### RECORDED INFORMATION:

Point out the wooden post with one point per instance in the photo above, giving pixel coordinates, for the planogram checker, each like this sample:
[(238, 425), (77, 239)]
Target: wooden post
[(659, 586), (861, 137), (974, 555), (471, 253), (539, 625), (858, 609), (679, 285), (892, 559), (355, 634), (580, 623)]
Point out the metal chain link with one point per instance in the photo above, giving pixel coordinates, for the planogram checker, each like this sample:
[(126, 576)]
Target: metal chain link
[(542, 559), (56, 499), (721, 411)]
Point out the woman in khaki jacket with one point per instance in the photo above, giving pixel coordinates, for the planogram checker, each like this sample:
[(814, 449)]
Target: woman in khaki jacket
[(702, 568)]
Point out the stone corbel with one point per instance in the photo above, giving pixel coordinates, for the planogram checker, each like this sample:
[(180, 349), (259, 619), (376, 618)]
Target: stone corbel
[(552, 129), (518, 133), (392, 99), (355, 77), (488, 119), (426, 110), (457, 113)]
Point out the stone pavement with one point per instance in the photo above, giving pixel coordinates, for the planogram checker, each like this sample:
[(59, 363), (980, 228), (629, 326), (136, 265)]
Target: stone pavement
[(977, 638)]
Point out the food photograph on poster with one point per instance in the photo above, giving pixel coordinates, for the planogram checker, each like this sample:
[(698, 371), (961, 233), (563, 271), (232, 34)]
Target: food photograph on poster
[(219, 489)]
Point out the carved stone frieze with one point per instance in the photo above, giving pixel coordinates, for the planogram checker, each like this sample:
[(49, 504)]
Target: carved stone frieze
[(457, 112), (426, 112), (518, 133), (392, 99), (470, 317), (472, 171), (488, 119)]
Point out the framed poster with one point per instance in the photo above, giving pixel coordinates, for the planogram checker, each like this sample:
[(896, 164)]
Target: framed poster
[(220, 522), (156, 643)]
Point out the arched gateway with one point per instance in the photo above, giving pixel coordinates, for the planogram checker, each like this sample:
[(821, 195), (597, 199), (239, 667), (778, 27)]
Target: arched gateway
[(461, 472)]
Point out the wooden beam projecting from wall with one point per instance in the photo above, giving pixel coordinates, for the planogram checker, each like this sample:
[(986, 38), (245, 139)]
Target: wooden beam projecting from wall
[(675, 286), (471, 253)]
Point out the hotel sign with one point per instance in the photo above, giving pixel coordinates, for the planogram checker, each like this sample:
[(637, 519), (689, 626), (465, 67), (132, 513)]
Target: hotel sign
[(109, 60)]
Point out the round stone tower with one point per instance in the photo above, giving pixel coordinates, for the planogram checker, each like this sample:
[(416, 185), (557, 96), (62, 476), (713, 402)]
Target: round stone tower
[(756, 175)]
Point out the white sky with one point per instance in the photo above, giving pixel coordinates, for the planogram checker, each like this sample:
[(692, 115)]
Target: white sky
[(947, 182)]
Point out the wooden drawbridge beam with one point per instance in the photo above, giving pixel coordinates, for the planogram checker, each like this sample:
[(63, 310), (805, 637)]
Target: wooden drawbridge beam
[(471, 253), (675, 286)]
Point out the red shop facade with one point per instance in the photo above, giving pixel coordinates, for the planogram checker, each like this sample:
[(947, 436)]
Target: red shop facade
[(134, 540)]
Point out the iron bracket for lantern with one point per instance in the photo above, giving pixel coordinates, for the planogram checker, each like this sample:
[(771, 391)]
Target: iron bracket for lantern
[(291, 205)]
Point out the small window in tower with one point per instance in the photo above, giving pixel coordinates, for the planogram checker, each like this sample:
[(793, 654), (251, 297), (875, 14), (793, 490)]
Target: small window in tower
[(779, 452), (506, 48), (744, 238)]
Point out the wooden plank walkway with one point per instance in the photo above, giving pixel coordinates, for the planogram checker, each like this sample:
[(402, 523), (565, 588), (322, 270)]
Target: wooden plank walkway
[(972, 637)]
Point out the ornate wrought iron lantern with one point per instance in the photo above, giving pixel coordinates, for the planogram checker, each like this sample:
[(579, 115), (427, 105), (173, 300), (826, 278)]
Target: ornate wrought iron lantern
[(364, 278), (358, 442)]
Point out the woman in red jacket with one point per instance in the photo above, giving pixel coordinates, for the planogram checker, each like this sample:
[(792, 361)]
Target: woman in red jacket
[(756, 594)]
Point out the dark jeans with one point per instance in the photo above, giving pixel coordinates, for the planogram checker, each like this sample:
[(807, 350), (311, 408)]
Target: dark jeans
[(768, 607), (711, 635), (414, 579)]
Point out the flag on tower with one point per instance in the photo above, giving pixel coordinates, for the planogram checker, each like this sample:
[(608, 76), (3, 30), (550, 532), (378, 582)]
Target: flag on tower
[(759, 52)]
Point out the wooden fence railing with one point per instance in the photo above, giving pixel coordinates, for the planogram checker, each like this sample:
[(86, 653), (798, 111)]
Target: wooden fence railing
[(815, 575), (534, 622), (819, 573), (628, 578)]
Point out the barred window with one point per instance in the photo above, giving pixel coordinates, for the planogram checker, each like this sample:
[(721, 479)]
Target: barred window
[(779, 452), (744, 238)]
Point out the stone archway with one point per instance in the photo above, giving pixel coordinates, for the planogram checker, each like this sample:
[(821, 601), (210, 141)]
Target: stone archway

### REQUIREMENTS:
Rescale the part that opens with the line containing "Point out the flag" and closes with the line containing "[(759, 52)]", writing out only those lines in full, requests included. Multiply each point coordinate in the answers by 1.45 and round to whole numbers with halves going up, leaving the numbers in the requests and their format samples unchanged.

### COMPLETE RESPONSE:
Point out the flag on tower with one point per instance in the photo above, giving pixel coordinates, for the planogram checker, each like this sample:
[(608, 76), (3, 30), (550, 532), (378, 582)]
Target: flag on tower
[(1101, 75)]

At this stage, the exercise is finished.